#### TEKSTFRAGMENT
====

‘Die Hendriks van verderop kwam net voorbij gesukkeld. Het is en blijft toch een echte ambtenaar hoor’, merkte ik vanuit de keuken op. Ik stond voor het raam. 

‘Hendriksen?’, vroeg mijn echtgenote.
‘Ja, die bij waterstaat heeft gewerkt. Die naast Joop woont.’ Soms moet je iets verduidelijken. Vrouwen hebben dat nodig.
‘Die woont toch niet naast Joop? Daar woont die Rotterdammer.’
‘Juist. En die heet Hendriksen, heeft bij rijkswaterstaat gewerkt en loopt nu net langs.’
‘Daar geloof ik niks van’, zei ze eigenwijs.
‘Wat geloof je nou niet? Dat hij Hendriks heet, uit Rotterdam komt, bij waterstaat heeft gewerkt, een ambtenaar is cq was, dat hij naast Joop woont of net langsliep. Keuze genoeg. Roept u maar.’
‘Hou toch op man’, mopperde ze terug.
‘Dat antwoord zat niet in het keuzepakket. Je mag nog twee keer proberen’, grapte ik.
‘Bart, die man van rijkswaterstaat woont op de hoek. Ik heb daar wel eens een busje zien staan.’
‘Dat zegt niks. Dat busje hoeft toch niet persé voor het huis geparkeerd te worden?’
‘Nee, maar hij liep daar naar binnen. Dus…’
‘Misschien was het zijn broer. Dat hij toevallig ook bij waterstaat werkt. Dat kan toch?’, hoorde ik mijzelf roepen.

====

#### OPDRACHT A
Kopieer alsjeblieft de items woordelijk, vanaf het begin van de items tot en met de regel waarin "[173,103,227,304]" staat.
Het tekstfragment en de items hebben elk een andere herkomst.

Items uit een dataset:
====

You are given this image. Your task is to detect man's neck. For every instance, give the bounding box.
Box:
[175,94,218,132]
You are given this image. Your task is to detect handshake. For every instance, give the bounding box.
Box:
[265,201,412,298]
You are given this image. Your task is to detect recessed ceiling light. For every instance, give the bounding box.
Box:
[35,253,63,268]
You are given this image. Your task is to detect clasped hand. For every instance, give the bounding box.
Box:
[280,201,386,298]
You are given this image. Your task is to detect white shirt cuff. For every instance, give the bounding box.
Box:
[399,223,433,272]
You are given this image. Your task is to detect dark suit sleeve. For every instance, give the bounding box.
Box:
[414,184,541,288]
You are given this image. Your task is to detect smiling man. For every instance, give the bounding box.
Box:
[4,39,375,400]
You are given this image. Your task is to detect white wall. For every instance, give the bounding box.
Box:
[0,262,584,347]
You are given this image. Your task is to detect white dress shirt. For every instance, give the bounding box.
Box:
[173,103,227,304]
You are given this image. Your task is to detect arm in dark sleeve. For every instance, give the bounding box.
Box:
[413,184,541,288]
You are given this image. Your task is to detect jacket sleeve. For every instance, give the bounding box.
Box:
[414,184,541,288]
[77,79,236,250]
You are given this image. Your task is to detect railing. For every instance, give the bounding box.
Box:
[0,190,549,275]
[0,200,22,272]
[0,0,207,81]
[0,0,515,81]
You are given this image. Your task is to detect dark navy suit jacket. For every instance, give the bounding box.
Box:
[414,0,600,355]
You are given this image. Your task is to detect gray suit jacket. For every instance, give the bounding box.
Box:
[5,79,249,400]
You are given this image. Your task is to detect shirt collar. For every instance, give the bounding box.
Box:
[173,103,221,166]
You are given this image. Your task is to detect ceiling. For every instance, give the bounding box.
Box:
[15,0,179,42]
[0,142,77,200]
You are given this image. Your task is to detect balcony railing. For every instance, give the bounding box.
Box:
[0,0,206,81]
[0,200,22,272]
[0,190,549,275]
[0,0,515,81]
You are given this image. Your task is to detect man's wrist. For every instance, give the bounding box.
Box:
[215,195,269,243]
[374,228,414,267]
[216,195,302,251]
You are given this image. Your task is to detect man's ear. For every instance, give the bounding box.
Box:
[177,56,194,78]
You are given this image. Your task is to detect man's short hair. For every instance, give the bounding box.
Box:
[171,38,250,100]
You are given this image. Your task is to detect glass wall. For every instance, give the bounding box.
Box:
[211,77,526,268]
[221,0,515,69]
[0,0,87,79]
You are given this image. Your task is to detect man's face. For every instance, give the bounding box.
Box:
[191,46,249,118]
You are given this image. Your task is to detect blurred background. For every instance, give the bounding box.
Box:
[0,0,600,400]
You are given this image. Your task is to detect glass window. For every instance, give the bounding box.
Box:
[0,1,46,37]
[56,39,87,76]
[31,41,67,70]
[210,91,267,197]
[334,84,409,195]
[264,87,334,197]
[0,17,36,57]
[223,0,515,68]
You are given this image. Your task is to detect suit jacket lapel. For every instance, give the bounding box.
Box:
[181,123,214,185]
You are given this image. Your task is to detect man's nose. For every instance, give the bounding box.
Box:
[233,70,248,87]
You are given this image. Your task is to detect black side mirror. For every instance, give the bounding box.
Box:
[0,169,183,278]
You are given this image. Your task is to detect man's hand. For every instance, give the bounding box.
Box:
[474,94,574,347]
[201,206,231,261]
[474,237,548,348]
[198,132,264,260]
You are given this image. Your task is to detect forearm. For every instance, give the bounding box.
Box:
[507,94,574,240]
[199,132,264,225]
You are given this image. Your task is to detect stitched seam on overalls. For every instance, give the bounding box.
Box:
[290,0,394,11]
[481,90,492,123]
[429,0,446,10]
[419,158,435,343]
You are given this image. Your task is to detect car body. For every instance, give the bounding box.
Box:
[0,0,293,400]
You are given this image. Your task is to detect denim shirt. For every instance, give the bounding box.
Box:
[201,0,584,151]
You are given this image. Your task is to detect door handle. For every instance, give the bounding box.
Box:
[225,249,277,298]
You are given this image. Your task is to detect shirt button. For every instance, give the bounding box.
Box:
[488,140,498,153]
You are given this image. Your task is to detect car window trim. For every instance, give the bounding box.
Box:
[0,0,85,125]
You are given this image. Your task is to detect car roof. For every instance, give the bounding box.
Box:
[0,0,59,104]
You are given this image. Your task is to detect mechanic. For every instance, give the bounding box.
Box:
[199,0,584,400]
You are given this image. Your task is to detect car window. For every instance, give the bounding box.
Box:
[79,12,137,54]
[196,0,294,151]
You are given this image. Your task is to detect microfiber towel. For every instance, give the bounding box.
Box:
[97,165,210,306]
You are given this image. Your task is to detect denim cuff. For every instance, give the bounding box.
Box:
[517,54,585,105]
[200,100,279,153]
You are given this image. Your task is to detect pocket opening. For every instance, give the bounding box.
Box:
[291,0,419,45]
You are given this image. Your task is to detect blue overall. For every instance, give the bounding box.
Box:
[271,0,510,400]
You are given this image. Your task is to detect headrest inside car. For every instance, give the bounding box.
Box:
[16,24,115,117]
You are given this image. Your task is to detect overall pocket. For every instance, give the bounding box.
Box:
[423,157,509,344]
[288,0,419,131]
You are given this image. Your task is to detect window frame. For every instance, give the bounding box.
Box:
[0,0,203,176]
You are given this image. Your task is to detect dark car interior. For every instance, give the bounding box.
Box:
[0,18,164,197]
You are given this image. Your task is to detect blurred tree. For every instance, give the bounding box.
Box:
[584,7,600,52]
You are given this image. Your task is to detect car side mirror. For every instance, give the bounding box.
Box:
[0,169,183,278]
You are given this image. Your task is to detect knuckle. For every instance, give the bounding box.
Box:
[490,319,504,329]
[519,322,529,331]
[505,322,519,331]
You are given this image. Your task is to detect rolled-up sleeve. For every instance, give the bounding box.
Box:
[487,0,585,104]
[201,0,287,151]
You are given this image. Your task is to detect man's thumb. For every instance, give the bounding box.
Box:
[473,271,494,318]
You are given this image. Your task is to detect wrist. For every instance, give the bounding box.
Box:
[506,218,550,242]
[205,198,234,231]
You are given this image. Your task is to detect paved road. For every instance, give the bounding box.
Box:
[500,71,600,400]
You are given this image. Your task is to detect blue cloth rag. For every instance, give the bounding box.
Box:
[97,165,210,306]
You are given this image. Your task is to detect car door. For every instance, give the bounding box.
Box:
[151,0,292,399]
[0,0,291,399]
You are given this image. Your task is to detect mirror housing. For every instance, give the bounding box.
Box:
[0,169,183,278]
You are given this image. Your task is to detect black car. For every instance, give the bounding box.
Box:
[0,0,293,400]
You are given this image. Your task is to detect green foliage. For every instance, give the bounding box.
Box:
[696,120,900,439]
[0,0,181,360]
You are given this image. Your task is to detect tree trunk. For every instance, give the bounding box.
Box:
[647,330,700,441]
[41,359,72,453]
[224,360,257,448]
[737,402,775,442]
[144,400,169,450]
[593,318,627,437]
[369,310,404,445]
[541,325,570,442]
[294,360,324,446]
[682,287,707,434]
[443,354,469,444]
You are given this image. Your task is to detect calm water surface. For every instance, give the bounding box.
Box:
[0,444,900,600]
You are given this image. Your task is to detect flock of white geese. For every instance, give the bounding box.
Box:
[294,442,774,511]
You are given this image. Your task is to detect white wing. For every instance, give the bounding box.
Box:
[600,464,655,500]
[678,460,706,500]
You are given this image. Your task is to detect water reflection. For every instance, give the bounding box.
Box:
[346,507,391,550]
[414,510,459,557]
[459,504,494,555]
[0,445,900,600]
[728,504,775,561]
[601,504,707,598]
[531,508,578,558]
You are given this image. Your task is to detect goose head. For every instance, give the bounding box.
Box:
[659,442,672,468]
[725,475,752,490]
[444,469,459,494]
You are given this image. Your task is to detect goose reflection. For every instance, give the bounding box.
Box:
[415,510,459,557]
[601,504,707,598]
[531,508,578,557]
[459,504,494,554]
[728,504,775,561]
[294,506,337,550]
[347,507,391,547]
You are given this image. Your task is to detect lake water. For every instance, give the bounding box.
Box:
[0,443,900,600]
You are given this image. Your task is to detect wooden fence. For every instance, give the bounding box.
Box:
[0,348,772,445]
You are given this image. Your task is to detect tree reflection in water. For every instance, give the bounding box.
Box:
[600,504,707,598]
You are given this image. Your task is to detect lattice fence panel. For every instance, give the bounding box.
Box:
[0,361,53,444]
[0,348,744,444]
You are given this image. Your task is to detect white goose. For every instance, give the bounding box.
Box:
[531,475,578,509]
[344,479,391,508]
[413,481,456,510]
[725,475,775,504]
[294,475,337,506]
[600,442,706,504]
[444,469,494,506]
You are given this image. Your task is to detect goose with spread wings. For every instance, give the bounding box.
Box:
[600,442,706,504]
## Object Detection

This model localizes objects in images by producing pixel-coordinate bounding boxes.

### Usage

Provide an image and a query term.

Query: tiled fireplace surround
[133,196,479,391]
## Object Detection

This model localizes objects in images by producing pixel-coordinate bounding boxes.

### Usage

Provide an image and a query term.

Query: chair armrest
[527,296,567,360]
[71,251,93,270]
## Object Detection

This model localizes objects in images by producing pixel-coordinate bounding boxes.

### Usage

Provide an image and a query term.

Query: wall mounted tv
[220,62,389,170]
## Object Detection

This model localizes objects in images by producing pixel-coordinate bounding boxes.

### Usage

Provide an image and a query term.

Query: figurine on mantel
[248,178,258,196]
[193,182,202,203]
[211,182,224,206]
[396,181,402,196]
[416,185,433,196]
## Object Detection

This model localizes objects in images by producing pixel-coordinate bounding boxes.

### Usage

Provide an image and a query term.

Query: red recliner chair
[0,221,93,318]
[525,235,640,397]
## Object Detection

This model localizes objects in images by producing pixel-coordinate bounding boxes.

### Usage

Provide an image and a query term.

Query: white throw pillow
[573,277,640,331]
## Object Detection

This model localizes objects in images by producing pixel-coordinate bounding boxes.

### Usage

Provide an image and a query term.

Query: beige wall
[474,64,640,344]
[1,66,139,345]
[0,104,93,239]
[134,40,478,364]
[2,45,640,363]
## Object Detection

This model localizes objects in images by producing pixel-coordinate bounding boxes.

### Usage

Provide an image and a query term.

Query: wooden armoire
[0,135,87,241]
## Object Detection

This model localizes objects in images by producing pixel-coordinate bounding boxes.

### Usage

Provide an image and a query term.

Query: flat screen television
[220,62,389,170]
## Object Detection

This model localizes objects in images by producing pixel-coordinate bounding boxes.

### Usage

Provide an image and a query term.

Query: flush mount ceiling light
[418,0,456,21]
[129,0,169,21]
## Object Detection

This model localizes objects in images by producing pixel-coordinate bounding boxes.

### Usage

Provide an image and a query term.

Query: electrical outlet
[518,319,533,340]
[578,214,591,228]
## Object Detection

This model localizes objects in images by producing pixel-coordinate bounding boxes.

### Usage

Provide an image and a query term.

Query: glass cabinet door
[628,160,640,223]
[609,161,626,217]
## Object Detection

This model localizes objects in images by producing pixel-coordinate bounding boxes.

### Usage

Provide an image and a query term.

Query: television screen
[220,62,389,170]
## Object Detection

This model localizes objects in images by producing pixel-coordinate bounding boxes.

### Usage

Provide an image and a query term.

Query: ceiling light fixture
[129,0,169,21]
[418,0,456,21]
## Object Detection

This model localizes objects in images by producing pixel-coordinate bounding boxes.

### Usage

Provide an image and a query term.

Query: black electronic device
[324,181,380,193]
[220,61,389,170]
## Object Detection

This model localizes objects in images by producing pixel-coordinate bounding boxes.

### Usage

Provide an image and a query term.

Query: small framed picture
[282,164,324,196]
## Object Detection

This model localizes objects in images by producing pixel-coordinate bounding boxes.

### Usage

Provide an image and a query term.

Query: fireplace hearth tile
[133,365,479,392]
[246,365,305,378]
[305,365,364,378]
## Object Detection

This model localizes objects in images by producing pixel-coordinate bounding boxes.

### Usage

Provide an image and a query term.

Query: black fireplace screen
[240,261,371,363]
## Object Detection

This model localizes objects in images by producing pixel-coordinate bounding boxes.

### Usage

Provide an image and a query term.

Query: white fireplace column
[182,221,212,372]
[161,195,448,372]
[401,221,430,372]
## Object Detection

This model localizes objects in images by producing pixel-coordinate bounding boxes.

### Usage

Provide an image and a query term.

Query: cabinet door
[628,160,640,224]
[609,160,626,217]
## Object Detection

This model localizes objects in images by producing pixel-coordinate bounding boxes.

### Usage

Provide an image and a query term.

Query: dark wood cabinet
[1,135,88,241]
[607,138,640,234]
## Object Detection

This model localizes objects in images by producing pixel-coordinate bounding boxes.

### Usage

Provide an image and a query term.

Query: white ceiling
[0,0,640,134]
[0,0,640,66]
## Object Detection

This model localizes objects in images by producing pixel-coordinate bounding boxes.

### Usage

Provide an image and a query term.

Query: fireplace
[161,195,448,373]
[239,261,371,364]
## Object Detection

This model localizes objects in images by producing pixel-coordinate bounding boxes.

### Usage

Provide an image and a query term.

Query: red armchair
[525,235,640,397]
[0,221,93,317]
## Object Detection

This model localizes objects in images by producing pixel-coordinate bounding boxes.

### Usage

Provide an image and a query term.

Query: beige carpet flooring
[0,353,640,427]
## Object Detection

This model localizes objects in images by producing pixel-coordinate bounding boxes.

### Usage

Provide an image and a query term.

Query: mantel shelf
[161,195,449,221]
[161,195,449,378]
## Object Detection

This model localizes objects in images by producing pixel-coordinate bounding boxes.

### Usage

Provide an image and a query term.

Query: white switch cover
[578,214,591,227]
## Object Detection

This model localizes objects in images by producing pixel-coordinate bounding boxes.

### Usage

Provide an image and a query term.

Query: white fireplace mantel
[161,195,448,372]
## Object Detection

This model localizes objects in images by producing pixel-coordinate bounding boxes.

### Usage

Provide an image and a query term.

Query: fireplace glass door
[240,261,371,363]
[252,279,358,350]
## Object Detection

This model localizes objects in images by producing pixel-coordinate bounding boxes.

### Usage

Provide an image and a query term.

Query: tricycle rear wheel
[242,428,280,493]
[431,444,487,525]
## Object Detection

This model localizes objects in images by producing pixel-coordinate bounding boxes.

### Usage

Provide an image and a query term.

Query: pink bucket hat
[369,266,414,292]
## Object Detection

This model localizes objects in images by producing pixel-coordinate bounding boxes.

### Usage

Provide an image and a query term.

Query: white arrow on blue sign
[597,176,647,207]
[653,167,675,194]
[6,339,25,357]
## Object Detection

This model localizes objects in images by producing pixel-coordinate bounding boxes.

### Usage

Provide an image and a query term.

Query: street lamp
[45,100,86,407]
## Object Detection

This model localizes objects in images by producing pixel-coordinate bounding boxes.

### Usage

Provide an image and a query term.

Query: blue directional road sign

====

#### OPDRACHT B
Zet de zin "Ik heb daar wel eens een busje zien staan." uit het tekstfragment om in het Engels.

#### ANTWOORD A
You are given this image. Your task is to detect man's neck. For every instance, give the bounding box.
Box:
[175,94,218,132]
You are given this image. Your task is to detect handshake. For every instance, give the bounding box.
Box:
[265,201,412,298]
You are given this image. Your task is to detect recessed ceiling light. For every instance, give the bounding box.
Box:
[35,253,63,268]
You are given this image. Your task is to detect clasped hand. For every instance, give the bounding box.
Box:
[280,201,386,298]
You are given this image. Your task is to detect white shirt cuff. For every instance, give the bounding box.
Box:
[399,223,433,272]
You are given this image. Your task is to detect dark suit sleeve. For every instance, give the bounding box.
Box:
[414,184,541,288]
You are given this image. Your task is to detect smiling man. For every instance, give the bounding box.
Box:
[4,39,375,400]
You are given this image. Your task is to detect white wall. For every instance, give the bounding box.
Box:
[0,262,584,347]
You are given this image. Your task is to detect white dress shirt. For every instance, give the bounding box.
Box:
[173,103,227,304]

#### ANTWOORD B
I have sometimes seen a van parked there.